Labeling and segmentation items:
───
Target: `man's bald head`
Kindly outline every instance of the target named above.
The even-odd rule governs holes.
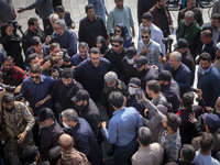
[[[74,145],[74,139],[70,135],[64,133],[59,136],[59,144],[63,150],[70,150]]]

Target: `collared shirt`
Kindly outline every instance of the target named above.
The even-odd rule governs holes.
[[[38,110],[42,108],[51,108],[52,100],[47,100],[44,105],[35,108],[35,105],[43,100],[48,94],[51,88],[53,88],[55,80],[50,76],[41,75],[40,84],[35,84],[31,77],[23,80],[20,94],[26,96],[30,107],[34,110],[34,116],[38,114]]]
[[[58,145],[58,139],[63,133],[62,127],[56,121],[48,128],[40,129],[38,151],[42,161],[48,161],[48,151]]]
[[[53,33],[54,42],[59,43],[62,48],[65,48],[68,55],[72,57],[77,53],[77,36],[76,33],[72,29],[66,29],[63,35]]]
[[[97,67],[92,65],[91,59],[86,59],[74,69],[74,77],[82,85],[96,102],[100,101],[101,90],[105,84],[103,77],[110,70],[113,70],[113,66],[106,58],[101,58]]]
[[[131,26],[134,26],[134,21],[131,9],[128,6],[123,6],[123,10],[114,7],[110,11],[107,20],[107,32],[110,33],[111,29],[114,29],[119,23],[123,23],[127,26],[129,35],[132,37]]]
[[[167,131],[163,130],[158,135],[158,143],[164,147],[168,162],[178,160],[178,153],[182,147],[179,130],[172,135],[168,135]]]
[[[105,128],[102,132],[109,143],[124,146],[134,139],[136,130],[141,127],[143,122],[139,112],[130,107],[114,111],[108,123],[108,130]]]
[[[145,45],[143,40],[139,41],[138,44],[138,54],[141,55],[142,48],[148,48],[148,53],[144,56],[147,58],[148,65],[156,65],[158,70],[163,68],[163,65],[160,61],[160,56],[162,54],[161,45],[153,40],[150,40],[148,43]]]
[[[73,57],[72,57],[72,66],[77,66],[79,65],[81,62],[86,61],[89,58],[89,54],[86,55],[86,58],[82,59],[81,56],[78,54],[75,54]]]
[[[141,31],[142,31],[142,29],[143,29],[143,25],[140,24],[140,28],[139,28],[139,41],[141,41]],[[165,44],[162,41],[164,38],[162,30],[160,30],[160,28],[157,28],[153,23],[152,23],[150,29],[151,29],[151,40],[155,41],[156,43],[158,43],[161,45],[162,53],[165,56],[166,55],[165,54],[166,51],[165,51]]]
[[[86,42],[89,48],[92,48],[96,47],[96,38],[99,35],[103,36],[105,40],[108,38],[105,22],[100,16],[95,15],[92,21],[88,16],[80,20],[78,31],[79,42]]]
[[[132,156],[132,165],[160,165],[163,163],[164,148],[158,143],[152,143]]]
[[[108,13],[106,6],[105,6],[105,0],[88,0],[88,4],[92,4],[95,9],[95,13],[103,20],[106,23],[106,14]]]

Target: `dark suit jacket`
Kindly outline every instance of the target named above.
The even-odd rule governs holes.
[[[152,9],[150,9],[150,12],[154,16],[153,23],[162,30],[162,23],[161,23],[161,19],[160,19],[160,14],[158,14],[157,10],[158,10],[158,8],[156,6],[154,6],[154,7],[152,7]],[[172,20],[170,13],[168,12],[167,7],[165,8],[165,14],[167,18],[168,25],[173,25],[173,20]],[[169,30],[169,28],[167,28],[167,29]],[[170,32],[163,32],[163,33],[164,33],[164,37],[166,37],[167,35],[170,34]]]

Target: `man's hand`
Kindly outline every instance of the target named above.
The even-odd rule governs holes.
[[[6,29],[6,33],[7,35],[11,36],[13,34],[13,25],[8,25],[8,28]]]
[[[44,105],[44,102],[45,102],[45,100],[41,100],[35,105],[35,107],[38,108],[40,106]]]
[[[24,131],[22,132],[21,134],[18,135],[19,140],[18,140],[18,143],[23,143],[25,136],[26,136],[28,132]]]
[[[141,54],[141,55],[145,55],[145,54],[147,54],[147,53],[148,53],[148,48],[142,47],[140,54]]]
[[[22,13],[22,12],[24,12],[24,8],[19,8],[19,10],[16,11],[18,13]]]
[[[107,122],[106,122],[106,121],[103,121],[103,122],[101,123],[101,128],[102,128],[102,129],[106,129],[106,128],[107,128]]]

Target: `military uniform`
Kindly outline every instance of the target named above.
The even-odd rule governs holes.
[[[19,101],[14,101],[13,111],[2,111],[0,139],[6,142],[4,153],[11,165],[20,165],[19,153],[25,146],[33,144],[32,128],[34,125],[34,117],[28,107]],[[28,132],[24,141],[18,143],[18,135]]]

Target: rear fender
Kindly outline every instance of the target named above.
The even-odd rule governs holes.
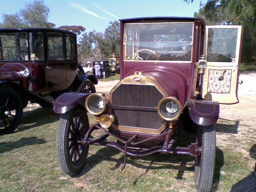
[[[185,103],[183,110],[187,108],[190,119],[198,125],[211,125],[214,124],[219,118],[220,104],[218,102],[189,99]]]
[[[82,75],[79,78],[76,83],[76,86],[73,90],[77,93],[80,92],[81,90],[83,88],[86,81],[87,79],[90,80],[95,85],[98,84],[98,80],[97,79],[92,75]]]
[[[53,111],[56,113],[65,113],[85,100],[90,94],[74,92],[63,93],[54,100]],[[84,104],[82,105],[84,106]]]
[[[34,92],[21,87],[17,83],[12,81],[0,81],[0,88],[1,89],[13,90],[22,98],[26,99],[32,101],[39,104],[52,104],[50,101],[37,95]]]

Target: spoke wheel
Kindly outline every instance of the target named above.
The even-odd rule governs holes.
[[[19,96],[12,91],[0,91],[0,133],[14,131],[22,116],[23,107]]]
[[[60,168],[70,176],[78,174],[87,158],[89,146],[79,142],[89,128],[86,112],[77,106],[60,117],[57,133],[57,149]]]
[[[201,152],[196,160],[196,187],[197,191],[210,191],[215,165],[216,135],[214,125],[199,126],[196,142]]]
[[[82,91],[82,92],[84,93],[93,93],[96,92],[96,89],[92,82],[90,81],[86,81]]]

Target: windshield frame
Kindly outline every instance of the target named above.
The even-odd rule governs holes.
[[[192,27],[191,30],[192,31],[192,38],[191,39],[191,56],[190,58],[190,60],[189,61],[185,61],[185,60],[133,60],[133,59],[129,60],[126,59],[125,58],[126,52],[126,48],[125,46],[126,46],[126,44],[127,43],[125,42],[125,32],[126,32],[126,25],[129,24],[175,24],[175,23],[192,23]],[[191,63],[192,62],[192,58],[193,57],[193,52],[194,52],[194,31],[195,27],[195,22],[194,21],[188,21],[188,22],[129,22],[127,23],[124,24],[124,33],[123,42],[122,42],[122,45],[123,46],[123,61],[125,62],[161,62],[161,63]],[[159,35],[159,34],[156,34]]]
───
__Objective__:
Rescale the items from the line containing "Target: spoke wheel" through the end of the items, inclusive. Reproduce every line, requests included, but multiply each polygon coordinate in the answers by 1.65 and round it to a whole number, with halves rounding up.

__Exercise answer__:
Target: spoke wheel
Kindly outline every instance of the target named above.
The even-odd rule governs holes.
[[[31,158],[20,150],[0,150],[0,219],[23,216],[36,191],[38,177]]]
[[[99,277],[116,290],[129,287],[144,261],[147,241],[130,234],[147,211],[142,185],[127,175],[99,193],[94,219],[94,246]]]
[[[332,251],[323,264],[323,309],[325,315],[347,315],[355,272],[356,223],[353,206],[328,208],[323,234]]]
[[[135,150],[135,152],[139,153],[153,153],[158,152],[158,147],[152,135],[149,134],[142,134]]]

Target: windshield frame
Kindly outline every instance of the target named above.
The even-odd rule governs holes.
[[[317,45],[315,50],[317,51],[317,63],[315,64],[315,92],[314,96],[314,99],[312,101],[305,101],[305,99],[219,99],[219,97],[213,99],[208,97],[206,96],[208,86],[208,79],[206,76],[208,76],[208,73],[210,71],[206,69],[206,53],[208,53],[208,41],[213,40],[289,40],[289,38],[317,38]],[[315,104],[317,102],[317,96],[318,94],[318,86],[320,86],[320,51],[322,45],[322,36],[320,35],[310,35],[310,36],[213,36],[210,38],[205,40],[205,54],[203,69],[201,69],[201,74],[203,76],[203,101],[206,102],[266,102],[266,104]],[[262,58],[262,56],[257,56]]]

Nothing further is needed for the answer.